(Records for this exercise)
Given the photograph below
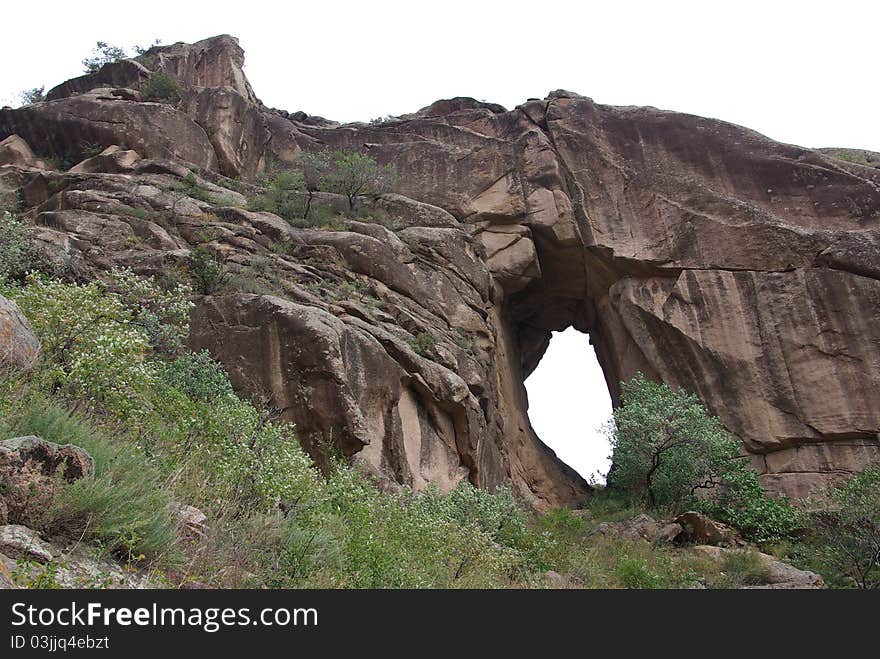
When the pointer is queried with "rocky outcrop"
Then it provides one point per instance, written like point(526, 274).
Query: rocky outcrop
point(698, 252)
point(19, 348)
point(31, 470)
point(15, 151)
point(70, 127)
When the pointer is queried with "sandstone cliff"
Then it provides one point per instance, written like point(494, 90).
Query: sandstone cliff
point(698, 252)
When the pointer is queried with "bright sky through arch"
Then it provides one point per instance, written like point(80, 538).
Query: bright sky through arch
point(569, 403)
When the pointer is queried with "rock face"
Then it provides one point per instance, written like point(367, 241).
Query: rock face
point(698, 252)
point(30, 471)
point(19, 348)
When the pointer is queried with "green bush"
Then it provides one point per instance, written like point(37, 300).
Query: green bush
point(281, 196)
point(124, 507)
point(844, 534)
point(209, 274)
point(635, 573)
point(161, 87)
point(744, 504)
point(353, 174)
point(18, 253)
point(91, 344)
point(667, 448)
point(740, 568)
point(103, 53)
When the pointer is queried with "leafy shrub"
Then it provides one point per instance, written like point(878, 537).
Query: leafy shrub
point(743, 503)
point(124, 507)
point(423, 343)
point(635, 573)
point(102, 54)
point(209, 274)
point(281, 195)
point(198, 376)
point(666, 446)
point(740, 568)
point(161, 87)
point(18, 253)
point(89, 338)
point(353, 174)
point(844, 537)
point(34, 95)
point(162, 314)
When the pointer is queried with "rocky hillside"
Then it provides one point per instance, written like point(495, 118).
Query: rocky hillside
point(695, 251)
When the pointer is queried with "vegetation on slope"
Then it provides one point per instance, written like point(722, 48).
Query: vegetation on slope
point(164, 425)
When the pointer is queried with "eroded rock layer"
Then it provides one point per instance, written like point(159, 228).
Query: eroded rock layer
point(698, 252)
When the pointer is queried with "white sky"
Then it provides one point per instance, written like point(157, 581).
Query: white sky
point(569, 402)
point(803, 72)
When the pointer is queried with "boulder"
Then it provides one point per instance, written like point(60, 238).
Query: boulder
point(191, 521)
point(701, 530)
point(112, 160)
point(63, 128)
point(19, 348)
point(30, 469)
point(20, 542)
point(6, 581)
point(777, 574)
point(15, 151)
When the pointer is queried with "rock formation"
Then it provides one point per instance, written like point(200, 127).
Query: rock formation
point(698, 252)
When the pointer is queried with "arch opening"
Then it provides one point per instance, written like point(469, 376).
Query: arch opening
point(569, 403)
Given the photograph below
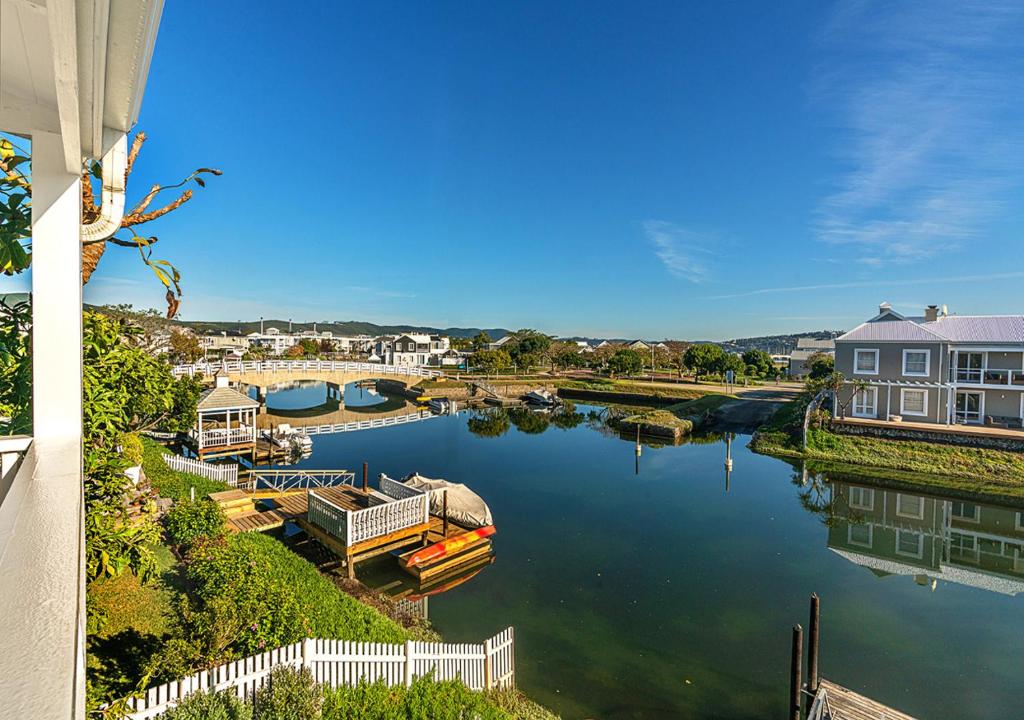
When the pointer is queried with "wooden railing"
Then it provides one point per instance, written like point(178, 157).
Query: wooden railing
point(225, 473)
point(297, 479)
point(292, 366)
point(339, 663)
point(353, 526)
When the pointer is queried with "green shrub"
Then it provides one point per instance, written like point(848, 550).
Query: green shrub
point(131, 449)
point(188, 520)
point(251, 593)
point(290, 694)
point(207, 706)
point(171, 483)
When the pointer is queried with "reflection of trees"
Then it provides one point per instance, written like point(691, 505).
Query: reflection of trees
point(527, 421)
point(492, 422)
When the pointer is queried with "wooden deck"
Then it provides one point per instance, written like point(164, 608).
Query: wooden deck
point(939, 428)
point(847, 705)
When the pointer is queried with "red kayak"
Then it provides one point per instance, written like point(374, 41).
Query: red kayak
point(450, 546)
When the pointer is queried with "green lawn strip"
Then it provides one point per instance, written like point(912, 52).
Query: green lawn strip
point(957, 468)
point(171, 483)
point(680, 418)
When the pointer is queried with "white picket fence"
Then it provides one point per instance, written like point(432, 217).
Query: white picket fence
point(338, 663)
point(224, 473)
point(292, 366)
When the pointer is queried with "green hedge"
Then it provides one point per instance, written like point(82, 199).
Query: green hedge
point(171, 483)
point(269, 596)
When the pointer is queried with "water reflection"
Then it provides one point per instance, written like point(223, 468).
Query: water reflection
point(927, 537)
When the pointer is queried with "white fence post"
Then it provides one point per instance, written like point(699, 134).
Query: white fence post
point(409, 663)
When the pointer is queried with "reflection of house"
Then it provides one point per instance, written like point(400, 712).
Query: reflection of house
point(929, 538)
point(806, 347)
point(226, 421)
point(937, 368)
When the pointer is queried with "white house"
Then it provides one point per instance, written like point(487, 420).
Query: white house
point(72, 79)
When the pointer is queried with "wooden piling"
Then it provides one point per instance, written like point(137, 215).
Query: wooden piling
point(812, 644)
point(796, 666)
point(444, 512)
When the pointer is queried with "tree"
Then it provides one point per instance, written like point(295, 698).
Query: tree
point(760, 361)
point(702, 358)
point(626, 362)
point(491, 361)
point(184, 347)
point(15, 217)
point(821, 365)
point(481, 341)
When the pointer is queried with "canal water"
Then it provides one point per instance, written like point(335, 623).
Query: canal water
point(669, 590)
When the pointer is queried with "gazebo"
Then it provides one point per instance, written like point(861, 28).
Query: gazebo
point(226, 422)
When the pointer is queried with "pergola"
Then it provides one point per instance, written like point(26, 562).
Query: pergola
point(226, 422)
point(72, 79)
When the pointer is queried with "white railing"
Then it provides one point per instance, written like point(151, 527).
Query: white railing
point(340, 663)
point(367, 424)
point(354, 526)
point(396, 490)
point(294, 366)
point(298, 479)
point(224, 473)
point(217, 436)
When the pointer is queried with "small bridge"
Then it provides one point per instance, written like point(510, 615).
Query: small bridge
point(266, 373)
point(368, 424)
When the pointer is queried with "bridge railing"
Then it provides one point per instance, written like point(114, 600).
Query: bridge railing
point(315, 366)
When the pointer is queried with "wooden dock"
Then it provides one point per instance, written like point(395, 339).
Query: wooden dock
point(837, 703)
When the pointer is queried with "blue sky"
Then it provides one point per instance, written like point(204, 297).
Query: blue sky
point(655, 169)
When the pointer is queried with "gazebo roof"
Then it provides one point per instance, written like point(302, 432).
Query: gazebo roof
point(224, 398)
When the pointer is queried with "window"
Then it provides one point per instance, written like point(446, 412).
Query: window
point(966, 511)
point(861, 498)
point(910, 506)
point(916, 363)
point(912, 401)
point(865, 403)
point(865, 362)
point(909, 543)
point(859, 534)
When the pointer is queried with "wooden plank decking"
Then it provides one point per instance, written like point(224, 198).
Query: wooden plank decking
point(847, 705)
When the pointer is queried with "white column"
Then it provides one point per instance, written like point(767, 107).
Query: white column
point(56, 289)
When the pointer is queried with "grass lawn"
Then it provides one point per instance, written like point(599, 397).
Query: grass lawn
point(171, 483)
point(923, 464)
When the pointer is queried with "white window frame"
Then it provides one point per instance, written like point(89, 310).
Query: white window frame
point(920, 552)
point(902, 513)
point(870, 535)
point(873, 405)
point(862, 495)
point(865, 350)
point(902, 406)
point(928, 362)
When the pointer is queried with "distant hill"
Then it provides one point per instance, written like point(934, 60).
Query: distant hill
point(350, 327)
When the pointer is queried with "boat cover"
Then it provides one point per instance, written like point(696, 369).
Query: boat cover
point(465, 506)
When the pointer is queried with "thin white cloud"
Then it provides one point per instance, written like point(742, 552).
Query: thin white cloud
point(870, 284)
point(678, 249)
point(926, 96)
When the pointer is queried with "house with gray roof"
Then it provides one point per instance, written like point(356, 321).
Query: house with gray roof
point(937, 368)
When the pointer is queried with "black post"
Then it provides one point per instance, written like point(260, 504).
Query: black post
point(812, 644)
point(796, 666)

(Required work)
Transcribe the material as is, with images omitted.

(Result of the exercise)
Given the photograph below
When the pointer is queried with "rocky outcrop"
Then it provides one point per instance, written like point(526, 274).
Query: rocky outcrop
point(698, 252)
point(19, 348)
point(31, 470)
point(15, 151)
point(70, 127)
When the pointer is queried with "sandstone cliff"
Then it provides one point per instance, written like point(494, 90).
Query: sandstone cliff
point(698, 252)
When the pointer is queried with "bright sky through arch"
Then it provides one point per instance, written like point(80, 538).
Query: bright sky through arch
point(569, 403)
When the pointer is queried with "rock face"
Then it provides one point per instance, written like point(367, 241).
Query: rock face
point(698, 252)
point(30, 471)
point(19, 348)
When the pointer is queried with "green bush"
Then it provides one point per instance, written like point(37, 300).
Query: green bush
point(281, 196)
point(124, 507)
point(844, 534)
point(209, 274)
point(635, 573)
point(161, 87)
point(744, 504)
point(353, 174)
point(18, 253)
point(91, 344)
point(667, 448)
point(740, 568)
point(103, 53)
When the pointer is queried with "leafy shrub"
Then it provides one point per instance, written like point(878, 537).
Query: leafy shrub
point(743, 503)
point(124, 507)
point(423, 343)
point(635, 573)
point(102, 54)
point(209, 274)
point(281, 195)
point(198, 376)
point(666, 446)
point(740, 568)
point(161, 87)
point(18, 253)
point(89, 338)
point(353, 174)
point(844, 537)
point(34, 95)
point(162, 314)
When the pointer is queried with "rocky hillside"
Then it provides one point per instance, written like point(495, 118).
Query: rocky hillside
point(695, 251)
When the pointer is queried with "vegetation on slope"
Then it provides one point per instance, written like point(722, 48).
Query: vegetation on slope
point(164, 425)
When the pointer is queried with "eroded rock layer"
Then it provides one point per instance, written like point(159, 228).
Query: eroded rock layer
point(698, 252)
When the pointer is queried with "white sky"
Then it provides one point per instance, written like point(157, 581).
Query: white sky
point(569, 402)
point(803, 72)
When the pointer is queried with "boulder"
Then it provides one point per instance, written like point(60, 238).
Query: boulder
point(191, 521)
point(701, 530)
point(112, 160)
point(63, 128)
point(19, 348)
point(30, 469)
point(20, 542)
point(6, 581)
point(777, 574)
point(15, 151)
When the pointer is queried with "rock formation"
Then it provides one point per instance, written like point(200, 127).
Query: rock formation
point(698, 252)
When the pointer is queried with "arch opening"
Then it provides one point per instance, written like point(469, 376).
Query: arch opening
point(569, 403)
Given the photograph below
When the pointer is queried with "wooden railing"
Then it provides one point per instance, written like point(178, 157).
Query: wooden railing
point(225, 473)
point(297, 479)
point(292, 366)
point(339, 663)
point(353, 526)
When the pointer is queried with "green shrub"
Then it provides one point per instance, written like point(848, 550).
Query: green shrub
point(131, 449)
point(188, 520)
point(251, 593)
point(290, 694)
point(207, 706)
point(171, 483)
When the pointer is queried with "reflection of trees"
Then it provides one point per instance, written like point(691, 505).
Query: reflection of trees
point(527, 421)
point(492, 422)
When the pointer is queried with "wooden deck"
Then it provides one point per instance, written like point(164, 608).
Query: wooden deck
point(939, 428)
point(847, 705)
When the pointer is queried with "red kayak"
Then it provides one point per instance, written like point(374, 41).
Query: red kayak
point(450, 546)
When the pointer is queried with "green lawn strip"
Then it provides one point per instance, written like point(912, 52).
Query: green lawn strip
point(957, 468)
point(171, 483)
point(680, 418)
When the pointer is queried with "white picket fence"
Then it provides one point per instance, written like point(432, 217).
Query: white picket fence
point(338, 663)
point(224, 473)
point(292, 366)
When the pointer is queried with "green hedge"
Then it provides one point per instance, written like point(82, 199).
Query: green hedge
point(171, 483)
point(269, 596)
When the pointer is queried with "water reflection"
Then it provides one point per instance, written like point(223, 468).
Query: water reflection
point(927, 537)
When the pointer is queried with "white fence post"
Then it provides one point per instance, written like point(699, 134).
Query: white fence post
point(409, 663)
When the pointer is queried with "reflection of house"
Then it provides one point per instance, written like point(400, 712).
Query: reflection of house
point(929, 538)
point(806, 347)
point(226, 421)
point(937, 368)
When the pointer is queried with "white house"
Then it provides one point per instance, written like point(487, 420).
Query: white house
point(72, 79)
When the pointer is queried with "wooden piling"
Then it provides one point per instance, written like point(137, 215).
Query: wooden piling
point(812, 644)
point(796, 666)
point(444, 512)
When the pointer is queried with "tree"
Then it provides one point per instance, written like point(295, 698).
Query: tree
point(760, 361)
point(702, 358)
point(626, 362)
point(491, 361)
point(184, 347)
point(15, 217)
point(821, 365)
point(481, 341)
When the pointer is queried with "canal water"
Then it provides one point per instance, written like point(335, 623).
Query: canal water
point(669, 590)
When the pointer is queried with "gazebo"
Then it provides one point per instance, written like point(861, 28).
Query: gazebo
point(226, 422)
When the pointer is queried with "pergola"
Then it provides one point per instance, written like point(26, 562).
Query: pergola
point(226, 422)
point(72, 79)
When the pointer is queried with "white railing"
Then it provides one point per instance, written like point(151, 527).
Query: white railing
point(340, 663)
point(367, 424)
point(354, 526)
point(396, 490)
point(294, 366)
point(298, 479)
point(224, 473)
point(217, 436)
When the pointer is queried with "small bridge"
Then it provides one point per instance, written like point(510, 615).
Query: small bridge
point(266, 373)
point(368, 424)
When the pointer is queried with "bridge railing"
Then it provides one point per instance, written like point(114, 600).
Query: bridge railing
point(315, 366)
When the pointer is queried with "wooden dock"
Then it provides one point per instance, written like point(395, 339).
Query: wooden dock
point(837, 703)
When the pointer is queried with "blue sky"
Then it provides one point per instance, written like point(204, 297).
Query: blue sky
point(655, 169)
When the pointer is queried with "gazebo roof"
Then it provides one point per instance, written like point(302, 432).
Query: gazebo roof
point(224, 398)
When the pointer is queried with "window"
Then it provides one point per instance, written like point(446, 412).
Query: window
point(966, 511)
point(861, 498)
point(910, 506)
point(916, 363)
point(912, 401)
point(865, 403)
point(865, 362)
point(909, 543)
point(859, 534)
When the pointer is queried with "wooden plank decking"
Then it provides one point per instance, written like point(224, 198).
Query: wooden plank decking
point(847, 705)
When the pointer is queried with "white column"
Then it provides one point per instance, written like point(767, 107).
Query: white column
point(56, 289)
When the pointer is queried with "grass lawn"
Then it provides one point per instance, written like point(599, 397).
Query: grass lawn
point(171, 483)
point(923, 464)
When the pointer is queried with "white window frame"
Then it provides one point per instance, written like point(89, 310).
Query: white window frame
point(920, 552)
point(902, 513)
point(870, 535)
point(873, 405)
point(862, 495)
point(865, 350)
point(902, 406)
point(928, 362)
When the pointer is queried with "distant hill"
Then it provides one point per instance, written like point(934, 60).
Query: distant hill
point(350, 327)
When the pointer is queried with "boat cover"
Then it provides one point per instance, written like point(696, 369).
Query: boat cover
point(465, 506)
When the pointer is queried with "thin white cloud"
Then it provides one point per instance, written like point(742, 552).
Query: thin white cloud
point(870, 284)
point(678, 249)
point(926, 96)
When the pointer is queried with "house with gray roof"
Then it provides one point per instance, written like point(356, 321).
Query: house with gray roof
point(937, 368)
When the pointer is queried with "black post"
Then it provides one point per instance, written like point(260, 504).
Query: black post
point(812, 644)
point(796, 666)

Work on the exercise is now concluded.